Task statement ▸
Without including any pictures, write out all the entries exactly.

Entries taken from a collection ▸
= = = = =
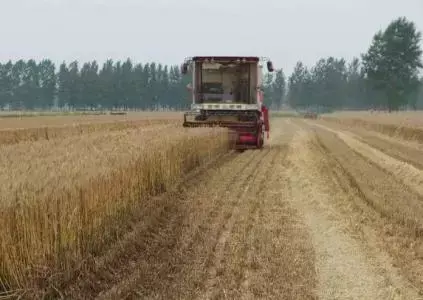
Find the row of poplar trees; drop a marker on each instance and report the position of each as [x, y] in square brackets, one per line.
[385, 77]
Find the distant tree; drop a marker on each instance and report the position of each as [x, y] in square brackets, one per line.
[298, 84]
[47, 76]
[392, 62]
[278, 88]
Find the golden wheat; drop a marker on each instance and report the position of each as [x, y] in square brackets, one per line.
[46, 128]
[63, 200]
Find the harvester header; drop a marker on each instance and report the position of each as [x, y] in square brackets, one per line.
[227, 91]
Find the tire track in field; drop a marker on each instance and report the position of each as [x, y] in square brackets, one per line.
[223, 179]
[268, 254]
[240, 190]
[228, 232]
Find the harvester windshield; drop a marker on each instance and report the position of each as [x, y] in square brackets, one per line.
[225, 82]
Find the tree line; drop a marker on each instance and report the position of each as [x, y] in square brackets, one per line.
[385, 77]
[116, 84]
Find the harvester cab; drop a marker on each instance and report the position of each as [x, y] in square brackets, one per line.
[227, 92]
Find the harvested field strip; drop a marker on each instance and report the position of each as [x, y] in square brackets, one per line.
[65, 199]
[349, 264]
[404, 131]
[57, 121]
[235, 235]
[16, 135]
[379, 200]
[406, 151]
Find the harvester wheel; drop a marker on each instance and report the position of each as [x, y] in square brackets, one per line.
[260, 140]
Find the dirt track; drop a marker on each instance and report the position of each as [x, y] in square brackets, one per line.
[323, 212]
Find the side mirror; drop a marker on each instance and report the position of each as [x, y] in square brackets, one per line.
[184, 68]
[270, 66]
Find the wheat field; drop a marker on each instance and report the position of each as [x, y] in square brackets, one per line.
[63, 199]
[139, 207]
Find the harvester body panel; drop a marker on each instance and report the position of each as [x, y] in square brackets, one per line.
[227, 92]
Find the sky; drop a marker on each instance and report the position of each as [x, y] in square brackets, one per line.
[168, 31]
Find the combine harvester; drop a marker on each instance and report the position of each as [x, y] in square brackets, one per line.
[227, 92]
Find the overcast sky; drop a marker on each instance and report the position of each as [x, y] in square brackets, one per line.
[168, 31]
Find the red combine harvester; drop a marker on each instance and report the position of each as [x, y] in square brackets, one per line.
[227, 92]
= = = = =
Exercise solution ▸
Find the row of poplar trees; drop a marker on each instance and report the position of each as [x, y] in square brackets, one per line.
[385, 77]
Find the distant tree; drop a marker on each instance and report the position of each as [x, y] in square brackets, one per line.
[298, 84]
[47, 76]
[392, 62]
[278, 88]
Find the golden wheat; drop a marker on each instance and report the position of each as [x, y] in square brackets, one per line.
[46, 128]
[63, 200]
Find the harvester header; drop a marker on each instance and report the position of each as [x, y] in square brackets, one per line.
[227, 91]
Find the tire track in field; drop a marker on each instance and report the position of each as [x, y] in square brackets, one per line.
[223, 179]
[268, 254]
[240, 190]
[228, 232]
Find the harvester windshield; drop a marker on each instance and report the position of each as [x, y] in square brackets, one per line.
[225, 82]
Find the tree line; drop a marker on each instance and report the position of each as [x, y] in square brackets, one per line.
[385, 77]
[116, 84]
Find the harvester cab; drop a marker on each instance and report the position of each as [x, y] in square brackets, one per line.
[227, 92]
Find the harvested field strip; drop a marker on each instance and report the position of each as [x, y] in square brackets, one per line.
[65, 199]
[349, 264]
[404, 131]
[57, 121]
[235, 235]
[16, 135]
[379, 200]
[406, 151]
Find the harvester wheel; drop a marker on each instance and report the position of each as [x, y] in square brackets, one per line.
[260, 140]
Find the dirt track; drop a marker on each instance and report the position of each as [x, y] in square brackets, one per line.
[323, 212]
Find the side mirror; drop a marker on each instance and report the position of each as [x, y] in square brackets, one per line.
[184, 68]
[270, 66]
Find the wheat field; drop a marker on each instance and report the position of each as [x, y] in square brackets, one per line.
[63, 199]
[139, 207]
Find the harvester body panel; drop a marker on each instance and report the position of each as [x, y] in square brackets, one per line.
[227, 92]
Find the sky; drop a marker on each instance and report the position of each as [x, y] in square brackets, one per line.
[168, 31]
Find the combine harvester; drop a marker on each instance and report the position of each as [x, y] in square brackets, one per line.
[227, 92]
Find the overcast sky; drop a marker on each instance and report the position of each as [x, y] in square brackets, one per line.
[168, 31]
Find the red combine harvester; drop a marker on each instance and report the position of each as [x, y] in square brackets, one per line.
[227, 92]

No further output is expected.